Copy each entry as it stands, leaving nothing out.

Records of labeled points:
"""
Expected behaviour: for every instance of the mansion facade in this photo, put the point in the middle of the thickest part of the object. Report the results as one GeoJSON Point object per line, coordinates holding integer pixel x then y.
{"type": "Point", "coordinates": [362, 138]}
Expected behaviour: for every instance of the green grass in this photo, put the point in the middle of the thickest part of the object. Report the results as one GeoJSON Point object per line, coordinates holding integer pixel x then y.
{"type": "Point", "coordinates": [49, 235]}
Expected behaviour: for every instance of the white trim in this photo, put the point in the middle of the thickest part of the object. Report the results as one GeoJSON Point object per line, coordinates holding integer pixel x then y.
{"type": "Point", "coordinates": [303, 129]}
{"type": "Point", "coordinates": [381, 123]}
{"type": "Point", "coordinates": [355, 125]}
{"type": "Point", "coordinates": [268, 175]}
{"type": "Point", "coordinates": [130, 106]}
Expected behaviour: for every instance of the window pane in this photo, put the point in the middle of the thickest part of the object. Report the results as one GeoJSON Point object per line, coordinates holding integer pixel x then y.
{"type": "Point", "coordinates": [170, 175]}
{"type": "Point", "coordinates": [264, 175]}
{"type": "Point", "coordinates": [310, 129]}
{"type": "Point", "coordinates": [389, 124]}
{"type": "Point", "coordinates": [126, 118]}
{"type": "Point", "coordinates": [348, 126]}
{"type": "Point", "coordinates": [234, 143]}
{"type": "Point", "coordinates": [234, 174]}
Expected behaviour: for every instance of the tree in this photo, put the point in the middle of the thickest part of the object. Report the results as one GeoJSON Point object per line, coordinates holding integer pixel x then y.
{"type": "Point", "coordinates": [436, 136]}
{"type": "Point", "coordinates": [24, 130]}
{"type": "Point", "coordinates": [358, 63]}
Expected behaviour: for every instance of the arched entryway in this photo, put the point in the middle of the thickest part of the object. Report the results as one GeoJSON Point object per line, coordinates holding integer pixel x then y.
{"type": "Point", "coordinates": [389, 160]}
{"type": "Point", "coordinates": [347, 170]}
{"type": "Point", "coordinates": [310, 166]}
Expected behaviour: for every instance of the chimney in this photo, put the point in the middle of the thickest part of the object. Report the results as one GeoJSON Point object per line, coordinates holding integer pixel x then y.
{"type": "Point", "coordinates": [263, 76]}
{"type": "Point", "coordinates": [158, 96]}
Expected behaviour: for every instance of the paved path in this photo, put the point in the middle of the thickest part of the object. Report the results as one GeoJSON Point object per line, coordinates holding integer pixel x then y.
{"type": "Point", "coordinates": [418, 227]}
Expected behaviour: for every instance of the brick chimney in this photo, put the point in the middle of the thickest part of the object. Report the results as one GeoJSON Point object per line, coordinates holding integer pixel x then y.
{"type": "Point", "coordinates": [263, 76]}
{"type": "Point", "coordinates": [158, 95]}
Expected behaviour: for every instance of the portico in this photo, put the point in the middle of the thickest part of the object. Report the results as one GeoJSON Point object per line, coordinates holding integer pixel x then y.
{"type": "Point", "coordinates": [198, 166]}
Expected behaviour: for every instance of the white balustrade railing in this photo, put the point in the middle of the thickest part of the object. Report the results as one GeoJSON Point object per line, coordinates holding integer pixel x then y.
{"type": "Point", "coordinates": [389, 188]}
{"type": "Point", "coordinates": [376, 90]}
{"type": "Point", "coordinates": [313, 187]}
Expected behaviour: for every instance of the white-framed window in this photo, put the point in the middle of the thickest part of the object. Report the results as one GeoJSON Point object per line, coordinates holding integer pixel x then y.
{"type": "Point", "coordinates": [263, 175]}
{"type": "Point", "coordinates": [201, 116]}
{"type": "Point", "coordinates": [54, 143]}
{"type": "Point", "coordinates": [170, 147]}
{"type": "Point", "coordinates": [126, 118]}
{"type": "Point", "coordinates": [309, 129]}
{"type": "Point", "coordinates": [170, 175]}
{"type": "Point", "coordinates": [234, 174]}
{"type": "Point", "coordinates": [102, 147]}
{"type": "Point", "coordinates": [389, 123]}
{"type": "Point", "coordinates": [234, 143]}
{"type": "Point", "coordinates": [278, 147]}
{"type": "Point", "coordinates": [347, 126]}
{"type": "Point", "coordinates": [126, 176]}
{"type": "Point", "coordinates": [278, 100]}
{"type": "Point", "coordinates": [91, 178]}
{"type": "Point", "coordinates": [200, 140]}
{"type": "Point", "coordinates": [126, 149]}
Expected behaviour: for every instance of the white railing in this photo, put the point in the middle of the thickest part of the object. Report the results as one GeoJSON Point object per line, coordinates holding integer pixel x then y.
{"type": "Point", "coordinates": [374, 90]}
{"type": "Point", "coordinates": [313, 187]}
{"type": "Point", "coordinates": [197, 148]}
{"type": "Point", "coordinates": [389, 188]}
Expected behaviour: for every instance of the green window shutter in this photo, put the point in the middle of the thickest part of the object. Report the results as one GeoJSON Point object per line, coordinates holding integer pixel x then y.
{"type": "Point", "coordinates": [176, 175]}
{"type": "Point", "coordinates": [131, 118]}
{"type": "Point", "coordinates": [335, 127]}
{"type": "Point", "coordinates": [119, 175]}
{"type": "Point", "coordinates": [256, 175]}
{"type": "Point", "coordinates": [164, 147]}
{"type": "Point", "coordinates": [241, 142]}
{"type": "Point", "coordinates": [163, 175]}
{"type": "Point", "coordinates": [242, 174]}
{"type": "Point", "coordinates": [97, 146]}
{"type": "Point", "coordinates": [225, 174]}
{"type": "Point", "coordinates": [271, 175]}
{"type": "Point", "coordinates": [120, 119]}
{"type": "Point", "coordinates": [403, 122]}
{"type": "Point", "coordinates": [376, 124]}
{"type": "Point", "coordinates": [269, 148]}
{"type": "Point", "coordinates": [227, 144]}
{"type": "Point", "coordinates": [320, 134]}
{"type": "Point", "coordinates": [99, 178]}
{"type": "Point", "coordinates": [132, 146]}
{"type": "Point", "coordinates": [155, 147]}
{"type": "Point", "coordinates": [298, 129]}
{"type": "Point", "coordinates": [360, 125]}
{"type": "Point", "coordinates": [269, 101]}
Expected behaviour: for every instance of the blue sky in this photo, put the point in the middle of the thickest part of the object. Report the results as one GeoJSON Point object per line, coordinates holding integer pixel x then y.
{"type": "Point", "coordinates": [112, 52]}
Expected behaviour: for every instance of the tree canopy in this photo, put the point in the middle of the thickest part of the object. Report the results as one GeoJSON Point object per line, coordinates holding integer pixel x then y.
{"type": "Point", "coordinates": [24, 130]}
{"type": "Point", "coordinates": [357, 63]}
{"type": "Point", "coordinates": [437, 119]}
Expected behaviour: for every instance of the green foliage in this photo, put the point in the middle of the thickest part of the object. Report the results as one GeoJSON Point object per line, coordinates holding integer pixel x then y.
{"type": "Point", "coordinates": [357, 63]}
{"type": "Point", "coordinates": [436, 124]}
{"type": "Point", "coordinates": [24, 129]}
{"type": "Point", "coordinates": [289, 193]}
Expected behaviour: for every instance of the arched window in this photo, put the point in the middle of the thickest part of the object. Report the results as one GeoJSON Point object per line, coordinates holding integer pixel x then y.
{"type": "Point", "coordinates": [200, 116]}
"""
_Answer to this problem_
Expected behaviour: for every instance of the mansion facade in this photo, put the point in the middle of the thickest part of the object. Report the results as one GeoJSON Point object per line, coordinates holding integer pixel x then y.
{"type": "Point", "coordinates": [362, 138]}
Expected behaviour: for every instance of the green grass in this photo, put the point in the middle of the thickest part of the object. Report the results as one GeoJSON Point object per line, coordinates holding integer pixel x then y.
{"type": "Point", "coordinates": [49, 235]}
Expected behaviour: for every instance of the white trim in this photo, put the point in the middle of the thickest part of the object. Report the results as one GeoJSON Point object per line, coordinates holding integer pixel x then y.
{"type": "Point", "coordinates": [303, 129]}
{"type": "Point", "coordinates": [381, 123]}
{"type": "Point", "coordinates": [355, 125]}
{"type": "Point", "coordinates": [268, 175]}
{"type": "Point", "coordinates": [130, 106]}
Expected behaviour: for every instance of the window pane in this photo, put the point in the middle of the thickest part of the object. Report the results as one GeoJSON Point object per line, coordinates holding integer pixel x then y.
{"type": "Point", "coordinates": [170, 175]}
{"type": "Point", "coordinates": [264, 175]}
{"type": "Point", "coordinates": [310, 129]}
{"type": "Point", "coordinates": [389, 124]}
{"type": "Point", "coordinates": [126, 118]}
{"type": "Point", "coordinates": [348, 126]}
{"type": "Point", "coordinates": [234, 143]}
{"type": "Point", "coordinates": [234, 174]}
Expected behaviour: for every instance of the tree in this photo, put the point in the middle of the thickest part of the object. Report the results as one GeoJSON Point object per line, coordinates holding integer pixel x then y.
{"type": "Point", "coordinates": [436, 136]}
{"type": "Point", "coordinates": [24, 130]}
{"type": "Point", "coordinates": [358, 63]}
Expected behaviour: for every instance of the arched entryway in this photo, put the point in the middle of the thickest part of the object. Report the results as one GeoJSON Point object per line, coordinates holding integer pixel x then y.
{"type": "Point", "coordinates": [389, 160]}
{"type": "Point", "coordinates": [347, 170]}
{"type": "Point", "coordinates": [310, 166]}
Expected behaviour: for every instance of the chimney in this photo, put the point in the middle of the thickest part of the object. Report the results as one GeoJSON Point object per line, coordinates holding integer pixel x then y.
{"type": "Point", "coordinates": [263, 76]}
{"type": "Point", "coordinates": [158, 96]}
Expected behaviour: for every instance of the paved path in this photo, put the point in the middle of the thickest part of the object. Report the results as one GeoJSON Point object per line, coordinates holding integer pixel x then y.
{"type": "Point", "coordinates": [418, 227]}
Expected behaviour: for every instance of the brick chimney in this photo, put the point in the middle of the thickest part of the object. Report the results as one GeoJSON Point object per line, coordinates holding integer pixel x then y.
{"type": "Point", "coordinates": [263, 76]}
{"type": "Point", "coordinates": [158, 95]}
Expected behaviour: for every instance of the portico in this photo, put the point in the middle of the thickest part of the object. Report the results as one GeoJSON Point object per line, coordinates holding integer pixel x then y.
{"type": "Point", "coordinates": [198, 166]}
Expected behaviour: for every instance of the white balustrade railing in this photo, put the point in the middle of the thickest part of the object. Report the results as one GeoJSON Point object per line, coordinates holding integer pixel x then y.
{"type": "Point", "coordinates": [389, 188]}
{"type": "Point", "coordinates": [376, 90]}
{"type": "Point", "coordinates": [313, 187]}
Expected behaviour: for every instance of the white-framed window in this photo, put the point in the middle of the thickest part of the object. Report the results as one GeoJSON Point object per line, coordinates holding integer pixel x then y.
{"type": "Point", "coordinates": [263, 175]}
{"type": "Point", "coordinates": [201, 116]}
{"type": "Point", "coordinates": [54, 143]}
{"type": "Point", "coordinates": [170, 147]}
{"type": "Point", "coordinates": [126, 118]}
{"type": "Point", "coordinates": [309, 129]}
{"type": "Point", "coordinates": [170, 175]}
{"type": "Point", "coordinates": [234, 174]}
{"type": "Point", "coordinates": [102, 147]}
{"type": "Point", "coordinates": [389, 123]}
{"type": "Point", "coordinates": [234, 143]}
{"type": "Point", "coordinates": [278, 147]}
{"type": "Point", "coordinates": [347, 126]}
{"type": "Point", "coordinates": [126, 176]}
{"type": "Point", "coordinates": [278, 100]}
{"type": "Point", "coordinates": [91, 178]}
{"type": "Point", "coordinates": [200, 140]}
{"type": "Point", "coordinates": [126, 149]}
Expected behaviour: for every instance of the white railing in this photo, put the point in the middle of the thickest part of the object. Report the results as one GeoJSON Point object per line, coordinates holding integer pixel x then y.
{"type": "Point", "coordinates": [374, 90]}
{"type": "Point", "coordinates": [313, 187]}
{"type": "Point", "coordinates": [197, 148]}
{"type": "Point", "coordinates": [389, 188]}
Expected behaviour: for every instance of the green window shutter in this photo, put the point in the middle of the thickest part of the object. Report the results as one GeoJSON Point object per line, coordinates holding integer pixel x then y.
{"type": "Point", "coordinates": [176, 175]}
{"type": "Point", "coordinates": [131, 118]}
{"type": "Point", "coordinates": [335, 127]}
{"type": "Point", "coordinates": [119, 175]}
{"type": "Point", "coordinates": [256, 175]}
{"type": "Point", "coordinates": [164, 147]}
{"type": "Point", "coordinates": [241, 142]}
{"type": "Point", "coordinates": [163, 175]}
{"type": "Point", "coordinates": [242, 174]}
{"type": "Point", "coordinates": [97, 146]}
{"type": "Point", "coordinates": [225, 174]}
{"type": "Point", "coordinates": [271, 175]}
{"type": "Point", "coordinates": [120, 119]}
{"type": "Point", "coordinates": [403, 122]}
{"type": "Point", "coordinates": [376, 124]}
{"type": "Point", "coordinates": [269, 148]}
{"type": "Point", "coordinates": [227, 144]}
{"type": "Point", "coordinates": [320, 134]}
{"type": "Point", "coordinates": [99, 178]}
{"type": "Point", "coordinates": [132, 146]}
{"type": "Point", "coordinates": [155, 147]}
{"type": "Point", "coordinates": [298, 129]}
{"type": "Point", "coordinates": [360, 125]}
{"type": "Point", "coordinates": [269, 101]}
Expected behaviour: for every instance of the blue sky in this photo, put the point in the middle of the thickest part of the object. Report the results as one GeoJSON Point object per line, coordinates holding integer pixel x then y.
{"type": "Point", "coordinates": [112, 52]}
Expected behaviour: for every instance of the tree canopy in this photo, put the point in the middle of the thickest part of the object. Report the results as one GeoJSON Point object per line, coordinates holding integer pixel x then y.
{"type": "Point", "coordinates": [24, 130]}
{"type": "Point", "coordinates": [357, 63]}
{"type": "Point", "coordinates": [437, 119]}
Expected behaviour: for every instance of the green foliage in this photo, put the point in the middle of the thickest part of the object. Report the results as one GeoJSON Point object per line, coordinates holding integer pixel x then y.
{"type": "Point", "coordinates": [357, 63]}
{"type": "Point", "coordinates": [436, 124]}
{"type": "Point", "coordinates": [24, 129]}
{"type": "Point", "coordinates": [289, 193]}
Expected behaviour: for every instance of the arched window in this photo, put the point in the middle of the thickest part of the object. Report the results as one GeoJSON Point object per line, coordinates holding integer pixel x then y.
{"type": "Point", "coordinates": [200, 116]}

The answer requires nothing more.